Type out every line below exactly as it reads.

------------------------------------------------

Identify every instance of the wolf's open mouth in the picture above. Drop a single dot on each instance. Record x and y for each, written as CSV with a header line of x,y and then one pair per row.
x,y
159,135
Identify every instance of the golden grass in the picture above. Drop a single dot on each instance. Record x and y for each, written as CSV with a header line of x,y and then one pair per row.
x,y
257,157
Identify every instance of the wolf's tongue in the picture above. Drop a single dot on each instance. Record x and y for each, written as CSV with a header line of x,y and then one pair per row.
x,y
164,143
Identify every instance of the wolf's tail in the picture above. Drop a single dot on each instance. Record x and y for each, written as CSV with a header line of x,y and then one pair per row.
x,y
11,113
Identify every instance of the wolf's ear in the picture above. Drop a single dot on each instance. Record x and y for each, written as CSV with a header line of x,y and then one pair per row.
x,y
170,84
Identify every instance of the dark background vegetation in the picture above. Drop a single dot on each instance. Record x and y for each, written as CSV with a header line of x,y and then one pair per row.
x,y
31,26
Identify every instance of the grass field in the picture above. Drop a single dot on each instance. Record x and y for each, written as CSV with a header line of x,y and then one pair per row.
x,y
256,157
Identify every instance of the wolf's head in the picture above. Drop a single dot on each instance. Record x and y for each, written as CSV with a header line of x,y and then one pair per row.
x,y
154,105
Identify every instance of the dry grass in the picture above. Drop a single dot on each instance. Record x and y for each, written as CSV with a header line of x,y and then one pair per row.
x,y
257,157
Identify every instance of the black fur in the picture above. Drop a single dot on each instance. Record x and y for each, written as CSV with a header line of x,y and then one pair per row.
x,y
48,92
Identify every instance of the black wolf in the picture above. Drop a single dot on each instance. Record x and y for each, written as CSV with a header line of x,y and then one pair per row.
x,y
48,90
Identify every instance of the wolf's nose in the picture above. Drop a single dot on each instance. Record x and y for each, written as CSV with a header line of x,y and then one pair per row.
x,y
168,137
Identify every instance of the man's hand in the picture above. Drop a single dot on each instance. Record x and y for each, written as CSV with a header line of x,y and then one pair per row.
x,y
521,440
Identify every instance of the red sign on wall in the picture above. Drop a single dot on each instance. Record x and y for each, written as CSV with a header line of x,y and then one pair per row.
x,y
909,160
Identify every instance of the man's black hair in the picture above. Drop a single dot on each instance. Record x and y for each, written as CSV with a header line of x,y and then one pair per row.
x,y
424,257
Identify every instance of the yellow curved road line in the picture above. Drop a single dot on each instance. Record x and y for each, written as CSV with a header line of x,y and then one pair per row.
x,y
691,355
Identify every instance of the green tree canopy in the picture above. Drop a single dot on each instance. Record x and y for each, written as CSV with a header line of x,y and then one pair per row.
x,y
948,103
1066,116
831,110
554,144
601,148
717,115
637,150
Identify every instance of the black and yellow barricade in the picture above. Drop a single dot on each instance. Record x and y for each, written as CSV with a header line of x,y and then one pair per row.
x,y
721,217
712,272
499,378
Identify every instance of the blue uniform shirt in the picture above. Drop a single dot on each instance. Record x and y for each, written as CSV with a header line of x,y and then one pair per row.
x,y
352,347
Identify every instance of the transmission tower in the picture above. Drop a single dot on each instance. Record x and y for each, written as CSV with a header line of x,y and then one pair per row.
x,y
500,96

------------------------------------------------

◆ TASK RESPONSE ◆
Identify every instance of the wolf's open mouth in the picture above. Drop a single dot on each instance. Record x and y for each, written as CSV with a header line of x,y and then one pair per row.
x,y
159,135
Identify every instance of the golden grass in the picture above. Drop a single dot on each instance. Record x and y for each, written as CSV with a header line of x,y and then one pair per row.
x,y
257,157
Identify every instance of the wolf's tongue in the picture above. Drop a single dot on each instance. Record x and y for each, written as CSV with a header line of x,y and then one pair per row.
x,y
164,143
Identify every instance of the wolf's tail in the picture above. Drop a single dot on each instance. Record x and y for each, written as CSV with a header line of x,y and then one pair per row.
x,y
11,113
Identify every instance of the wolf's ear in the picture above. Drop a single dot on each instance. Record x and y for each, written as CSV with a header line of x,y and then one pair per row.
x,y
170,84
Identify every instance of the dark background vegetation in the picture above. Drop a single dot on each instance. Record x and y for each, written as CSV with a header line of x,y and then one pair per row.
x,y
31,26
Identify every instance of the grass field in the picture above. Drop a single dot on each instance. Record x and y for each, written as CSV with a header line of x,y and then one pair per row.
x,y
256,157
Identify every instance of the wolf's head in the picture above. Drop a single dot on each instance. Record x and y for each, written as CSV with a header line of x,y and then one pair per row.
x,y
154,105
Identify every instance of the dry grass in the picture above. Drop a single dot on each instance. Record x and y for each, written as CSV with a header line of x,y and then one pair per row.
x,y
257,157
Identify every instance of the black fur in the picture above. Drop a single dot on each instance. Record x and y for each, written as CSV with a header line of x,y and then one pair per row.
x,y
48,92
Identify every instance of the black wolf in the picture above. Drop a single dot on each instance. Record x and y for each, written as CSV with a header line of x,y and then one pair per row.
x,y
48,90
Identify every instance of the wolf's nose in the picture above. Drop a single dot on each instance. Record x and y for each, written as CSV with a header line of x,y and then one pair per row.
x,y
168,137
Identify every instance of the man's hand in the picture above. Drop a single dot on each instance. Record x and y for each, written as CSV with a header line of x,y and then one pair per row.
x,y
521,440
Identify every instance of the red sign on wall in the picture above. Drop a single dot on each instance. Record x and y for each, written as CSV with a header line of x,y and then one pair per row.
x,y
909,160
Identify every instance of the man's black hair in the picture above. Drop a single dot on each instance. Record x and y for each, written as CSV with a header line of x,y and then one pair per row.
x,y
424,257
Identify every instance of the yellow curved road line in the picture above. Drop a single dot on each instance. Record x and y for each, written as CSV with a header line of x,y and then one pair per row.
x,y
691,355
Identify every instance of the green tree canopy in the picture above. Drop a single dot on each instance. Record x and y for each, written as CSV with a header line of x,y and then one pair per row.
x,y
948,103
1066,116
831,110
554,144
601,148
717,115
637,150
Identify every instance of the black and yellow barricade in the picture above. Drop a single dot on each instance. Record x and y for each, written as CSV with a header line of x,y and then one pair per row.
x,y
721,217
712,272
499,378
Identify every instance of the blue uniform shirt in the picture above. Drop a single dot on each instance. Record x and y for each, written as CSV with a header line of x,y and then one pair per row.
x,y
352,347
Identify every instance of the transmission tower in the picture above. Drop a single dot on each instance. Record x and y for each, written as CSV with a header line of x,y and then one pair per row.
x,y
500,96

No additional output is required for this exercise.